--- Exercise prompt ---
Can you write out the entries again, starting at the line that has "Target: bush" and continuing through the last of the entries, swapping "village house" for "cottage" and leaving everything else unchanged?

— Start Extracted information —

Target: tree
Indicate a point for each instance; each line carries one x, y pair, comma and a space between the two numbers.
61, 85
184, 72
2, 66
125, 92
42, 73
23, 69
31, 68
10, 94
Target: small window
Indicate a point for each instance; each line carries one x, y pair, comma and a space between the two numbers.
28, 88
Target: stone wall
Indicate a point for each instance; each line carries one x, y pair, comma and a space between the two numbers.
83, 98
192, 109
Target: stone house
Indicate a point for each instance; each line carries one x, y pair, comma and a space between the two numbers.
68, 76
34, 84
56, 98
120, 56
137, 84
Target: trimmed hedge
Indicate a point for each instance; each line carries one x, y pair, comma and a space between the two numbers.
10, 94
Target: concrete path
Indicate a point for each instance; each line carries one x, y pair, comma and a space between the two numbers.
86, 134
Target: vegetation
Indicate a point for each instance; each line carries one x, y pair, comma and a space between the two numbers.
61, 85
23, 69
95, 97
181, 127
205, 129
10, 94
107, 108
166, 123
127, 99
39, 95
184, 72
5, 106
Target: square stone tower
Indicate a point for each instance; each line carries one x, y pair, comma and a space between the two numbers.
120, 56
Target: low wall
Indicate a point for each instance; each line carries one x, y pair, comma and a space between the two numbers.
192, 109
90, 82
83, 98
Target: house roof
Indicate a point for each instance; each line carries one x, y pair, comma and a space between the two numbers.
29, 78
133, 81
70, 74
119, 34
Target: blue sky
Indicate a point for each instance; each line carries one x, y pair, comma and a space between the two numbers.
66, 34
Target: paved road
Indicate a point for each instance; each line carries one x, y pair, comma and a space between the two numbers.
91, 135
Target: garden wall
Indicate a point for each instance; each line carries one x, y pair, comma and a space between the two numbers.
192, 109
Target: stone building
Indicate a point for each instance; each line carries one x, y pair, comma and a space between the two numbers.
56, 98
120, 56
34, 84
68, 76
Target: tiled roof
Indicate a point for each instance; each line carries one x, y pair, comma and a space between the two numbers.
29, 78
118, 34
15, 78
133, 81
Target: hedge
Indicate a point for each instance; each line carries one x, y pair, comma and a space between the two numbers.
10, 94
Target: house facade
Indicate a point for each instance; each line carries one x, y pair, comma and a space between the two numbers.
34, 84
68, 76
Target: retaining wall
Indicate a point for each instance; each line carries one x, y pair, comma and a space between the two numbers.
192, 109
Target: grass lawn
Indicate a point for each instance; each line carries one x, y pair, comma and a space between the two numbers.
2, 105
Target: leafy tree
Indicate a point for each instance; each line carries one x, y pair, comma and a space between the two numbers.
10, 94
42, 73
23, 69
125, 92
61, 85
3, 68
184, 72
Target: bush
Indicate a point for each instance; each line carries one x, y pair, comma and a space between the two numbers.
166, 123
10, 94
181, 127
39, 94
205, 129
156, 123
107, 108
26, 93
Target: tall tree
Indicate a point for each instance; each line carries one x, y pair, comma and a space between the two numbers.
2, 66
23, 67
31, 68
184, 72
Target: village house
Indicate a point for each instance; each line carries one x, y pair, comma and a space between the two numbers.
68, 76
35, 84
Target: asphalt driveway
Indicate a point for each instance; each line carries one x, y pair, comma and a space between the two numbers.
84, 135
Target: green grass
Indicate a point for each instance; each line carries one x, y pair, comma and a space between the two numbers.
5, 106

— End Extracted information —

--- Exercise output ---
Target: bush
Indicate a point for each instance; each line carries one x, y pair, comma and a space between the two numbers.
166, 123
10, 94
181, 127
39, 94
205, 129
156, 123
107, 108
26, 93
Target: tall tree
Indicate a point for each instance; each line carries one x, y pair, comma and a space between the two numbers.
2, 66
23, 67
31, 68
184, 72
Target: cottage
Indicate a point for each instance; each line carries one x, y pair, comma and a space between the two numbers.
68, 76
35, 84
Target: asphalt driveway
Indicate a point for each instance; each line carries one x, y pair, comma and a space between the two numbers.
84, 135
Target: green grass
Indicate a point for each instance; each line carries one x, y pair, comma and a space between the two numbers.
5, 106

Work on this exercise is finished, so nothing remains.